*TEXT EXCERPT*
[Start of section]
Helping to steer the largest genomics investment in the world

Thursday, 26 March 2015

From the moment the human genome was first sequenced in 2000, there was great expectation that it would spark a revolution in medicine. However, many scientists have been disappointed that genomics has not delivered more. It’s true that we are now seeing the results of genetic research in the diagnosis and targeted treatment of cancer but many other common and serious diseases – such as diabetes, heart disease and asthma – have not yet benefited from this genomics revolution. That’s because of a mystery that scientists call “missing heritability” – like a black hole at the centre of this powerful science. And this is one of the most critical questions that Genomics England – a £300m investment in genomic science – is trying to solve.

Genomics remains one of our most powerful technologies to advance health science and this week AstraZeneca joins The Genomics Network for Enterprises (GENE) Consortium, which will analyse data from the whole genomes of 100,000 patients with cancer and rare diseases to uncover vital new insights that could translate into significant improvements in diagnosis and treatment. The four-year project will recruit patients through the NHS and is backed by a £300million government investment package, the largest national investment in genomics science in the world.

We already have many of the clues that point to a genomic influence in common diseases where patients desperately need new treatments. Family studies – particularly of twins – tell us that most of these diseases are caused by both genes and the environment but up until now it’s only been possible to identify a tiny proportion of the genes that cause these diseases. Scientists believe that this is because the genomic effect – the missing heritability – is made up of rare variants, each like a tiny piece of a very complex 19,000 piece jigsaw. With many of the vital, smaller jigsaw pieces missing it’s not been possible to see the whole picture.
[End of section]
*DATASET RECORDS*
[Start of section]
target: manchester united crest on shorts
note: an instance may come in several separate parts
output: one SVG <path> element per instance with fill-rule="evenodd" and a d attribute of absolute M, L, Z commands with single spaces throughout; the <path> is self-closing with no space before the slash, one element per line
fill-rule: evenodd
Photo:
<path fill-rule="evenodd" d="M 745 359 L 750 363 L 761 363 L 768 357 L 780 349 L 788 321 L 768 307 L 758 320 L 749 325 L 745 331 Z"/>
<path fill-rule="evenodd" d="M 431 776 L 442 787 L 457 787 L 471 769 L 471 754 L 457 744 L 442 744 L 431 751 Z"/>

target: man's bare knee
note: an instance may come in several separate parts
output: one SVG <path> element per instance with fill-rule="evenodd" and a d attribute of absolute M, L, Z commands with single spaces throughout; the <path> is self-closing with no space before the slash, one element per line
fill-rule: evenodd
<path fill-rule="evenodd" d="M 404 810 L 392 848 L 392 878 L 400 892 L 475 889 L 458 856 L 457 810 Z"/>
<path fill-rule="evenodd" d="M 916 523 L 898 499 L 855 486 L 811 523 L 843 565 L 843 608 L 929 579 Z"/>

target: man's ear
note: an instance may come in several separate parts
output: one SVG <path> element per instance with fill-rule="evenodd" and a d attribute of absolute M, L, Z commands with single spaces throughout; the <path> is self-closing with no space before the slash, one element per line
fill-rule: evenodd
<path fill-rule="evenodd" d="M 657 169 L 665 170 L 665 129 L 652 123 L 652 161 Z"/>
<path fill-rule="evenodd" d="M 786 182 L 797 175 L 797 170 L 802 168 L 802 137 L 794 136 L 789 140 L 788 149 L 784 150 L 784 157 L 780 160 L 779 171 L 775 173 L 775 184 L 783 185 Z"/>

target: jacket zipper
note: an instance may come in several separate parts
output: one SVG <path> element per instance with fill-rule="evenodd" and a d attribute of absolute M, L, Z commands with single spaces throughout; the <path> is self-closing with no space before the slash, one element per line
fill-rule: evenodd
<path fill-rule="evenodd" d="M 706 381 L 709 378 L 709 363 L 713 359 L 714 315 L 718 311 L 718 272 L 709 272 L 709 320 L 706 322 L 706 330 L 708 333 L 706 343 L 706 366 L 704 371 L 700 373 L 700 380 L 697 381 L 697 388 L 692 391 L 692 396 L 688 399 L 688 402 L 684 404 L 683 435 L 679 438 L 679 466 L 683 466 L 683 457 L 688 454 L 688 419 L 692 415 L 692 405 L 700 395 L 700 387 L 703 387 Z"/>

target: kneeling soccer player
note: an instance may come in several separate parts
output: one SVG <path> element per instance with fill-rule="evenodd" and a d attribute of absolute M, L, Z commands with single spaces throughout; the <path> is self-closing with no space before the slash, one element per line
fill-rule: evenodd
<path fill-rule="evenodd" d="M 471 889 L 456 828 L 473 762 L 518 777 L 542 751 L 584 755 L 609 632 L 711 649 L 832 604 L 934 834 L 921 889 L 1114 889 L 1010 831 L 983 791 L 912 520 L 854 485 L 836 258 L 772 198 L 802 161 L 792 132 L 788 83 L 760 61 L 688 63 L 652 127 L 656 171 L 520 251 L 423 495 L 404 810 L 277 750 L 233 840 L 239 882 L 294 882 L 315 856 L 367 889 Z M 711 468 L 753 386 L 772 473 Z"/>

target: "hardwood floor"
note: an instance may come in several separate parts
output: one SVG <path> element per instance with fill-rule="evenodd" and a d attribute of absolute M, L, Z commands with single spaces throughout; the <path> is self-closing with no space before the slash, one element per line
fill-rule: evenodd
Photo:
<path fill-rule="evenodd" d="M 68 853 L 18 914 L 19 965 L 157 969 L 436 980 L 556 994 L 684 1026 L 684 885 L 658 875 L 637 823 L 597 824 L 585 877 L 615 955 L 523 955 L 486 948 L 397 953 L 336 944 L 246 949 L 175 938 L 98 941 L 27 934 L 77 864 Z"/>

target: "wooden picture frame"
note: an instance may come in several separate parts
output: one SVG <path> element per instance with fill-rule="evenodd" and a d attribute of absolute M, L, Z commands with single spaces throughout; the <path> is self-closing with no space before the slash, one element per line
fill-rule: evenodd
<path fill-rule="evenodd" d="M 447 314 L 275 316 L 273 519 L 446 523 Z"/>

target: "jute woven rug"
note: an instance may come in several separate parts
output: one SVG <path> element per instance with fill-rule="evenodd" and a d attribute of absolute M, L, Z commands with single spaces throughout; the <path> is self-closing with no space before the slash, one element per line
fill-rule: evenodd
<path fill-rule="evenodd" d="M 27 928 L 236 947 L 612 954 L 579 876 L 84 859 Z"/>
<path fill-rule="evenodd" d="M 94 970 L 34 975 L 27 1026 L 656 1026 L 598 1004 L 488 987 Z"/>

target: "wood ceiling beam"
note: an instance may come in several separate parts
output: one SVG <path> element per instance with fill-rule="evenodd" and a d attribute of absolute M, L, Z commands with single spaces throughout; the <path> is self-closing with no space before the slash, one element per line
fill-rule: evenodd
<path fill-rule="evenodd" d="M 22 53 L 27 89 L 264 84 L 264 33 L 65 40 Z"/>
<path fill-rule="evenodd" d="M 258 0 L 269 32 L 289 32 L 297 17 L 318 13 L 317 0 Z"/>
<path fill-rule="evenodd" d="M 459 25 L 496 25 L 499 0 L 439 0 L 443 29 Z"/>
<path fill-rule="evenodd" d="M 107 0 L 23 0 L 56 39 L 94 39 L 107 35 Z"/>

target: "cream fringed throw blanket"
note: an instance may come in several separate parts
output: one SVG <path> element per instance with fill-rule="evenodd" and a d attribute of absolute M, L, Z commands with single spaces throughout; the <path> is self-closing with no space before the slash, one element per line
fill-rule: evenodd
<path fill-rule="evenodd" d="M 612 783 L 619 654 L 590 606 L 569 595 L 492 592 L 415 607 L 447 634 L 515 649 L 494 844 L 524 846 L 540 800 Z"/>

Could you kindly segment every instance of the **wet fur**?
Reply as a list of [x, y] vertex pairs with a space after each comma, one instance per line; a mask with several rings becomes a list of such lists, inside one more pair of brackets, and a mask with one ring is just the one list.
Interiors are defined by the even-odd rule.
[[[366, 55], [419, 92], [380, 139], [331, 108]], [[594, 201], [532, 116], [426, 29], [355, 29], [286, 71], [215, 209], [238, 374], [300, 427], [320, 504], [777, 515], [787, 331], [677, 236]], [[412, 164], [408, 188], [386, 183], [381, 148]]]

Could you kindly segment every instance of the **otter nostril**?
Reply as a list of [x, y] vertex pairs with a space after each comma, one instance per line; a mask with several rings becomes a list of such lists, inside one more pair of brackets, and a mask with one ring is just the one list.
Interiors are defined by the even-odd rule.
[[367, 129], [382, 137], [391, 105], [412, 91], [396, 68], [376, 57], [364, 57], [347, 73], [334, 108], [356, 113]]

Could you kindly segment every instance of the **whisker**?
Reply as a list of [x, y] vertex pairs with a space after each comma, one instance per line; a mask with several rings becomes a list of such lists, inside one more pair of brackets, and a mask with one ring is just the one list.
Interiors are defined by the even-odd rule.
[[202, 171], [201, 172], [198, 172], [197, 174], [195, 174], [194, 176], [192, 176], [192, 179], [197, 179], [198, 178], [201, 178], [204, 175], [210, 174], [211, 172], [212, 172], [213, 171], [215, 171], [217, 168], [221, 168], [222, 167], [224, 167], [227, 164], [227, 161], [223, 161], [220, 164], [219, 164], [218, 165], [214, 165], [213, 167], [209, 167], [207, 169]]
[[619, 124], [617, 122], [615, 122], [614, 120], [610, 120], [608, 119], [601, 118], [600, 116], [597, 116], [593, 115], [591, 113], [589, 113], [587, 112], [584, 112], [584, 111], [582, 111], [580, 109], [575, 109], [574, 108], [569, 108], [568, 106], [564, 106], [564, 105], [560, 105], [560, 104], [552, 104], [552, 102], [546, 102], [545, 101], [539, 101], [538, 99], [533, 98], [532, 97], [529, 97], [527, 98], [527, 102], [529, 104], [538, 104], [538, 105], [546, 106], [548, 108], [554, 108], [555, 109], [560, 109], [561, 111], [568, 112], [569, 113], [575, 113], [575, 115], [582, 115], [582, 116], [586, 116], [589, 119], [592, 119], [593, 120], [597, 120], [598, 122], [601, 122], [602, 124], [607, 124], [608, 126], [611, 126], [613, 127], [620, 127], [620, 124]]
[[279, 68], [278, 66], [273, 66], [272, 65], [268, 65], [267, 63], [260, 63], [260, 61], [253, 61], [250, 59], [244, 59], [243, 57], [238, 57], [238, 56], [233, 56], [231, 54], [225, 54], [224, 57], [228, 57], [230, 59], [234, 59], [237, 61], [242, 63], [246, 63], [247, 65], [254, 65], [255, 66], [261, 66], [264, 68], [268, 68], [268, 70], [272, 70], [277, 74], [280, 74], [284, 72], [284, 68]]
[End of section]
*AIM OF THE TASK*
Reproduce the full article on the genomics investment word for word. The listing has no connection to the article on the genomics investment.

*WRITTEN REPLY*
Helping to steer the largest genomics investment in the world

Thursday, 26 March 2015

From the moment the human genome was first sequenced in 2000, there was great expectation that it would spark a revolution in medicine. However, many scientists have been disappointed that genomics has not delivered more. It’s true that we are now seeing the results of genetic research in the diagnosis and targeted treatment of cancer but many other common and serious diseases – such as diabetes, heart disease and asthma – have not yet benefited from this genomics revolution. That’s because of a mystery that scientists call “missing heritability” – like a black hole at the centre of this powerful science. And this is one of the most critical questions that Genomics England – a £300m investment in genomic science – is trying to solve.

Genomics remains one of our most powerful technologies to advance health science and this week AstraZeneca joins The Genomics Network for Enterprises (GENE) Consortium, which will analyse data from the whole genomes of 100,000 patients with cancer and rare diseases to uncover vital new insights that could translate into significant improvements in diagnosis and treatment. The four-year project will recruit patients through the NHS and is backed by a £300million government investment package, the largest national investment in genomics science in the world.

We already have many of the clues that point to a genomic influence in common diseases where patients desperately need new treatments. Family studies – particularly of twins – tell us that most of these diseases are caused by both genes and the environment but up until now it’s only been possible to identify a tiny proportion of the genes that cause these diseases. Scientists believe that this is because the genomic effect – the missing heritability – is made up of rare variants, each like a tiny piece of a very complex 19,000 piece jigsaw. With many of the vital, smaller jigsaw pieces missing it’s not been possible to see the whole picture.